Aim: According to the gear design thread, which program does the person replying to Steve use for solid modeling?

Quoted text:
..........

Questions questions…

 

Which solid modeller are you using?

 

Is 10 teeth pushing it a bit? I thought 12 was considered the lower limit?

 

The design book I was given is “Gear Design Simplified” by Franklin Jones and its the best laid out /easiest to follow I’ve seen so far.

 

I’ve only cut parallel depth bevel gears so far, but they do work and don’t whinge much…

 

 

Regards

 

Steve

 

[Anonymous]

Hi Steve,

 

There’s nowt wrong with questions!

 

I’m using Alibre for solid modelling. I have the ‘Expert’ version, so including sheet metal and all the bells and whistles. I’ve been using it for about 6 years now. I bought it primarily for my work, but it is also very useful for model engineering. For anything other than a simple arbor, or similar, I tend to design in Alibre to ensure that parts fit together, will move together without interfering and then be able to produce 2D drawings. It has a few foibles but overall I think it is good value for money. Solidworks was outside my budget. In the distance past I’ve used ProEngineer, but didn’t get on with it, very difficult to use.

 

That’s the book! First time I used it, mumble, mumble, years ago I borrowed it from the library at RAE Farnborough, but eventually had to buy my own copy from Amazon.

 

As I understand it 12 teeth for involute gears is about the limit without introducing undercut, which weakens the teeth, I think. Certainly the standard B&S style involute cutters only go down to 12 teeth. But there’s no theoretical limit, just practical ones. Well may be a one tooth gear would be a bit difficult!

..........

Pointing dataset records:
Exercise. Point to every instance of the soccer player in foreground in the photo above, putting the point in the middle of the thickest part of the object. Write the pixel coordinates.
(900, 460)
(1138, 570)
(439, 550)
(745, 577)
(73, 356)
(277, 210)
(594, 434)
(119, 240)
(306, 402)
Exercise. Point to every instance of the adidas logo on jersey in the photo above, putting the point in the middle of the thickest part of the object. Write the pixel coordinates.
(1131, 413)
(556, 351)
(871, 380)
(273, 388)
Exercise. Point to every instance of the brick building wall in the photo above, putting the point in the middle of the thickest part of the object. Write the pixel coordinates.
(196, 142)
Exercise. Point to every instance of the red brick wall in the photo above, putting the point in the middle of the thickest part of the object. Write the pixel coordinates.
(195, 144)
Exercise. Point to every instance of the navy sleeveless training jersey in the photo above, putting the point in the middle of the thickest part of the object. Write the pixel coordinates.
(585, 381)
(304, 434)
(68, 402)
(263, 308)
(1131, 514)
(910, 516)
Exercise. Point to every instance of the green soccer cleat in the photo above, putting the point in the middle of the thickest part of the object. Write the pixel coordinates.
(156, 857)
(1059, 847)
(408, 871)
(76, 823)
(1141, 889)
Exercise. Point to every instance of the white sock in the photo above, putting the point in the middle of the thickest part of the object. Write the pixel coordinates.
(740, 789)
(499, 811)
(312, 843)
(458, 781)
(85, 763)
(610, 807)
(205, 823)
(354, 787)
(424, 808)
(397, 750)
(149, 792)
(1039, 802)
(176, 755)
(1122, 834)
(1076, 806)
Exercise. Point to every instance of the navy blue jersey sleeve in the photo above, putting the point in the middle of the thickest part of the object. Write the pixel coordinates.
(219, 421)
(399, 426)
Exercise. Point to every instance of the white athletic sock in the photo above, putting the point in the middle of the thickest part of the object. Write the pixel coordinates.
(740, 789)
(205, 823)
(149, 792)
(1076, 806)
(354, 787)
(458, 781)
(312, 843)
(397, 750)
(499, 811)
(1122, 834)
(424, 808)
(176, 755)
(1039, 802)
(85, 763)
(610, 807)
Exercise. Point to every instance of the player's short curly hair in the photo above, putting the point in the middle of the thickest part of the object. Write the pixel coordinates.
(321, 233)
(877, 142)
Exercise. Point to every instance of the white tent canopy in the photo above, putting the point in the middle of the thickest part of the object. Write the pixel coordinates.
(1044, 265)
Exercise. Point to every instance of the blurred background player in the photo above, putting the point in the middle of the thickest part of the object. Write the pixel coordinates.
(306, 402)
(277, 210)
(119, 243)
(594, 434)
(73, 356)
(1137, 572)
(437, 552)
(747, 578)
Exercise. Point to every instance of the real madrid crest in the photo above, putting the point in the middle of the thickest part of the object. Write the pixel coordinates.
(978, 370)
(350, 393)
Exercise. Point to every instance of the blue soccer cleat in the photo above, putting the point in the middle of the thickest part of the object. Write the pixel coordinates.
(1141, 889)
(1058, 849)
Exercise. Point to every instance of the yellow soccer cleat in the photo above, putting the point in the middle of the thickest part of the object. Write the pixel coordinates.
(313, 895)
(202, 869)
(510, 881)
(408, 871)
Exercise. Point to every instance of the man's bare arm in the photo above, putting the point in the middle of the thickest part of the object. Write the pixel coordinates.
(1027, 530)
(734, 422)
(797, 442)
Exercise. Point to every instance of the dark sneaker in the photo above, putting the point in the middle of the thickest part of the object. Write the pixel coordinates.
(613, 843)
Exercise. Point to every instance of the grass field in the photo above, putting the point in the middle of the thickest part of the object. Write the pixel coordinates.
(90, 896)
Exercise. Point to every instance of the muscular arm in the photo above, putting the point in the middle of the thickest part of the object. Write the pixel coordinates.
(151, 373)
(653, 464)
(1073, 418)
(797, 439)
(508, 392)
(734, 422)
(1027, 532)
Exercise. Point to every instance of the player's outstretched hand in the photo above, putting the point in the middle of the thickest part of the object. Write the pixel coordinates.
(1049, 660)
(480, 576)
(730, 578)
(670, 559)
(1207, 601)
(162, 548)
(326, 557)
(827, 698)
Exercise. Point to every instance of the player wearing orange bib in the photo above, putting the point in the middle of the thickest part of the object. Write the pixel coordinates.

..........

Exercise result: Alibre, in its Expert version.